Problem details:
Show each line from the entries below that contains the string "rocky", copying every such line unchanged.

----

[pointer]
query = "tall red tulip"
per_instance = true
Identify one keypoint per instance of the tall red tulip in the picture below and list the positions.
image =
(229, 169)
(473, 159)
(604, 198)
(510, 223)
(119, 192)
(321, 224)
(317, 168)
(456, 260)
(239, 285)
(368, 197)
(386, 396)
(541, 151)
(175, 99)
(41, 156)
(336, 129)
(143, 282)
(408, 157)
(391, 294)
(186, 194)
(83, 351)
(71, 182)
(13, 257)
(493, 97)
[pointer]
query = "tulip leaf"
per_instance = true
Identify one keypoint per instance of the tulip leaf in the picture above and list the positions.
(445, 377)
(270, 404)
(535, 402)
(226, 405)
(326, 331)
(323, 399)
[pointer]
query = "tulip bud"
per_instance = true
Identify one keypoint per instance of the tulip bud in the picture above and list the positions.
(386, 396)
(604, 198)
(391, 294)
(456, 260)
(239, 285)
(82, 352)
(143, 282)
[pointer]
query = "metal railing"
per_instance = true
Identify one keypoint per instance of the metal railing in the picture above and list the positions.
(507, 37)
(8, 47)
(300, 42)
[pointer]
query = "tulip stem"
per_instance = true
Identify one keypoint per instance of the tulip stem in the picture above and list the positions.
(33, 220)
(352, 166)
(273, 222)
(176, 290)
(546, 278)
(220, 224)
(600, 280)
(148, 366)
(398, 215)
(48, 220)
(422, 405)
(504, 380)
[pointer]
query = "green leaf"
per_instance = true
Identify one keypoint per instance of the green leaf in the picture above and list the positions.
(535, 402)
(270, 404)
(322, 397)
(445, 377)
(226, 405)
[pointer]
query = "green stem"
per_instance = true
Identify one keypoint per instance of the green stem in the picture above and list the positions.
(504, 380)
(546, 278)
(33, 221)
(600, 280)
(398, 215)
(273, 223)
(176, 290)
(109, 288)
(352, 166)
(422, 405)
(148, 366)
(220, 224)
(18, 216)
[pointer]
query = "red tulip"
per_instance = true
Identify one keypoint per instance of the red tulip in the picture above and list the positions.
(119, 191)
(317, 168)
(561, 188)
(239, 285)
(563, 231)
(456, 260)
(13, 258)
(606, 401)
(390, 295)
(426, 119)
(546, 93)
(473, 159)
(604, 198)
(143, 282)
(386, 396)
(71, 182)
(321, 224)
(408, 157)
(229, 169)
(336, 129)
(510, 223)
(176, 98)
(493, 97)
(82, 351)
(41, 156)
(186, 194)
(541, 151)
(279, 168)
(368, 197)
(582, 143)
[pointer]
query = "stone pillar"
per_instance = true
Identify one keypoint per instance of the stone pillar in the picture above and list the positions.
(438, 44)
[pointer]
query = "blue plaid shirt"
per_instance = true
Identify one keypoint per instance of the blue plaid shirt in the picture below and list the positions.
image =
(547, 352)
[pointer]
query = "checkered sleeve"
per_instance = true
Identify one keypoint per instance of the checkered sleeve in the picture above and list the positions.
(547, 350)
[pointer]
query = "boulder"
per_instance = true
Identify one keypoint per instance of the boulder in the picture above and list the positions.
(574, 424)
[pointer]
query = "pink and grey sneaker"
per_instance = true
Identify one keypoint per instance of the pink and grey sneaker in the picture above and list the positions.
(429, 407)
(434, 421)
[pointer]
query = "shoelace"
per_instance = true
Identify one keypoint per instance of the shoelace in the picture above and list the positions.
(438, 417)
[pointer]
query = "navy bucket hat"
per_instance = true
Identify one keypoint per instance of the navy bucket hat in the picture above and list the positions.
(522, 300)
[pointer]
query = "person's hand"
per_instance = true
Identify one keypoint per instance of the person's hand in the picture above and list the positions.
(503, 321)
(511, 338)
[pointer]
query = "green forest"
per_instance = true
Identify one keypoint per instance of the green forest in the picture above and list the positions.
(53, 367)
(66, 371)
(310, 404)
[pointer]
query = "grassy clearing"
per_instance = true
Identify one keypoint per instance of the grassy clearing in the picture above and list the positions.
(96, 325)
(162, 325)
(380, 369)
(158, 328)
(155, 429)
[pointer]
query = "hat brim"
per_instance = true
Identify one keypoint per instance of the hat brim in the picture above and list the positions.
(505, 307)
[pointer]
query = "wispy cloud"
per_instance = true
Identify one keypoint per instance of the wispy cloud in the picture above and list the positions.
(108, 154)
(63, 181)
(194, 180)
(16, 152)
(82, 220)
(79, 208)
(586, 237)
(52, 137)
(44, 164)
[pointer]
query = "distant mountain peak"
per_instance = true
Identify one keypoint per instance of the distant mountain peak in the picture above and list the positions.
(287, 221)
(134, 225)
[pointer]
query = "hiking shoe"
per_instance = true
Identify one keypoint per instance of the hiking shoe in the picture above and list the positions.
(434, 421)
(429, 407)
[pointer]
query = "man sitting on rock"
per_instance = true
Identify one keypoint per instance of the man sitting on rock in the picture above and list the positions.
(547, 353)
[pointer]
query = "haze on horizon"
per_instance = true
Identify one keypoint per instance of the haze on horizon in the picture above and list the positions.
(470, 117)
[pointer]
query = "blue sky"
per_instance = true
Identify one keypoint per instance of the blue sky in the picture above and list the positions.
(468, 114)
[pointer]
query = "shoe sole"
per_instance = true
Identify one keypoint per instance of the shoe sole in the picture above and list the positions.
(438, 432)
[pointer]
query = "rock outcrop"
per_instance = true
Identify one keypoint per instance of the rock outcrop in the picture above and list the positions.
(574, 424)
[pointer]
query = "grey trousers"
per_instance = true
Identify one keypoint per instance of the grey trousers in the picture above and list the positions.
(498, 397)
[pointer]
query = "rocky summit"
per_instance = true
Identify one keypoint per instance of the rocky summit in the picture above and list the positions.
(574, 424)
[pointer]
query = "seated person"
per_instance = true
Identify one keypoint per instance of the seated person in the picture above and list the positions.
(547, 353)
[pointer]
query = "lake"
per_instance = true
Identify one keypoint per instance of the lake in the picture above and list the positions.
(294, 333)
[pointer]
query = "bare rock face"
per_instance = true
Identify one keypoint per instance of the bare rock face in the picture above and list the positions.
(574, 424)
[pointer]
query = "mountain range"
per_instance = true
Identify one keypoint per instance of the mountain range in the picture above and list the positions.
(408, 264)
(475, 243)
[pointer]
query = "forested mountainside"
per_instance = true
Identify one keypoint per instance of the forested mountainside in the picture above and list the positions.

----

The solution:
query = "rocky summit"
Identify one keypoint per instance of the rocky summit in the picture above and list the positions.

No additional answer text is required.